* **TASK GOAL**
Go through the following data and transcribe exactly the stretch of lines from the one holding "pixel 361 107" to the one holding "pixel 36 93", both included.

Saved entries
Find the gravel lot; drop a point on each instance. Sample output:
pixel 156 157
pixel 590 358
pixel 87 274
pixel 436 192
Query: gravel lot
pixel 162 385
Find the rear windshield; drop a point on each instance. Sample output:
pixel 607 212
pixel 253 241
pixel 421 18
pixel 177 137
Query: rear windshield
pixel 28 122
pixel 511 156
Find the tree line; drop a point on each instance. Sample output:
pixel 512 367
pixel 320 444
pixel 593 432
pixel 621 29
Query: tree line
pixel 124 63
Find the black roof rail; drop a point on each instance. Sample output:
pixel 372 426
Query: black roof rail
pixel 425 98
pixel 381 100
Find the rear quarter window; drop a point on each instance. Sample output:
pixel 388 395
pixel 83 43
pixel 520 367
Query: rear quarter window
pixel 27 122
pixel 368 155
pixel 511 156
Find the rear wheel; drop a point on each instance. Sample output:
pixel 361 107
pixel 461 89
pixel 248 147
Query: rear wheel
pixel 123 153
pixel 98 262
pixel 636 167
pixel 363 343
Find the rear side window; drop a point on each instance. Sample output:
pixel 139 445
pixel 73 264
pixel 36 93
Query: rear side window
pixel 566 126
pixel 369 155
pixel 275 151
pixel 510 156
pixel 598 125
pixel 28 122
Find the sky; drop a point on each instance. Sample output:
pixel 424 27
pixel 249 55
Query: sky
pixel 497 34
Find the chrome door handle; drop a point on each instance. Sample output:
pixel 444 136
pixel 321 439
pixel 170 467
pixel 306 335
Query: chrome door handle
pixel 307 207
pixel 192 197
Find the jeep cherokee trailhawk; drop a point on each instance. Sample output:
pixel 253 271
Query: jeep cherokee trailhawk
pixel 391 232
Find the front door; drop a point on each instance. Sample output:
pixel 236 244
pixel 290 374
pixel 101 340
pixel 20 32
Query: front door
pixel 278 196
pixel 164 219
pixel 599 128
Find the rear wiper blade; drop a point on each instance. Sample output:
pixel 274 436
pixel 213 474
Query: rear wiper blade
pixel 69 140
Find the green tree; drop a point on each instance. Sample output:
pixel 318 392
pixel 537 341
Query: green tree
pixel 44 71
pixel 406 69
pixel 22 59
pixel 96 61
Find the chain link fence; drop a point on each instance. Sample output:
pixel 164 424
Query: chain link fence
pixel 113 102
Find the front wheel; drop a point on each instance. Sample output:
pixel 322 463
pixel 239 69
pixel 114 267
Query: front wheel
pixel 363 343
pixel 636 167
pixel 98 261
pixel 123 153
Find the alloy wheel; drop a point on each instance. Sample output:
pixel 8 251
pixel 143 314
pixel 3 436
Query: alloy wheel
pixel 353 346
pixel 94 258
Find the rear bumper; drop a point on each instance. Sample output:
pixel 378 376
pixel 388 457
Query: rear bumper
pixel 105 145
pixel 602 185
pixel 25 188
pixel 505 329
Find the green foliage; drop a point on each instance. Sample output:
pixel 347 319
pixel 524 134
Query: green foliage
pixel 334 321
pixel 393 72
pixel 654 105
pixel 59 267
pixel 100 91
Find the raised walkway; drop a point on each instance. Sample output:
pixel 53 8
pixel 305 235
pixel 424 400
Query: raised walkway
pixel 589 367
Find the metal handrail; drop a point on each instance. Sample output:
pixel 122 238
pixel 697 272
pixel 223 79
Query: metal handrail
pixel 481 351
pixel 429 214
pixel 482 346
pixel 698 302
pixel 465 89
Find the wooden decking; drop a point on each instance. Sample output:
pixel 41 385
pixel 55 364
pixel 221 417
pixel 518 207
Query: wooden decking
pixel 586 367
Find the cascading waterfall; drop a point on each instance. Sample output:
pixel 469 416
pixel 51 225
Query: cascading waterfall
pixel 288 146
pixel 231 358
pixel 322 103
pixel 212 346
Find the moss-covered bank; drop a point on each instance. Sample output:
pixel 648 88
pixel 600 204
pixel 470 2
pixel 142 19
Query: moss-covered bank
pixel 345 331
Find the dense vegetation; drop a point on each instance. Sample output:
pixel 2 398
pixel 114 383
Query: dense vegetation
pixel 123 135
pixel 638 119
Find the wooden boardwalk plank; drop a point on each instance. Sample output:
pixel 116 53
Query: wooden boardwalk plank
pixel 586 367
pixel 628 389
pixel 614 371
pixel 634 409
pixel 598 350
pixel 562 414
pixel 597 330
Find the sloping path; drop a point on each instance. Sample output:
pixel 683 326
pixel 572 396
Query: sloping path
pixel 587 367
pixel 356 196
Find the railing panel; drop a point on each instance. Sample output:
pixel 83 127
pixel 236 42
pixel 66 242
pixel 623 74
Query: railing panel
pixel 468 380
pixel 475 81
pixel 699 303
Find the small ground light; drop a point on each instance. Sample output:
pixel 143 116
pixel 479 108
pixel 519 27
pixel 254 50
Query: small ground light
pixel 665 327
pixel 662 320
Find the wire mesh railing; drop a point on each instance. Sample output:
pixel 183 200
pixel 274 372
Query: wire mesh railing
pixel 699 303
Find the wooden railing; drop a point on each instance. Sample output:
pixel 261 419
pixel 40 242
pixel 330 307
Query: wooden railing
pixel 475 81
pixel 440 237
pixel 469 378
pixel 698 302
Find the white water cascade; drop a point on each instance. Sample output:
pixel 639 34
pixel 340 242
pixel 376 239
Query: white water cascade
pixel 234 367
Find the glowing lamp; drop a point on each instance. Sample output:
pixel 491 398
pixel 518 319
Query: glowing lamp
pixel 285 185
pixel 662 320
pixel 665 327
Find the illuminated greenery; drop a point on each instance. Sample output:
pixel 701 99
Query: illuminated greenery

* **RESULT OF THE EXERCISE**
pixel 361 107
pixel 461 89
pixel 248 147
Query: rear wheel
pixel 123 153
pixel 98 262
pixel 636 167
pixel 363 343
Find the rear side window; drop a point on each instance. Sample output:
pixel 139 445
pixel 73 264
pixel 36 93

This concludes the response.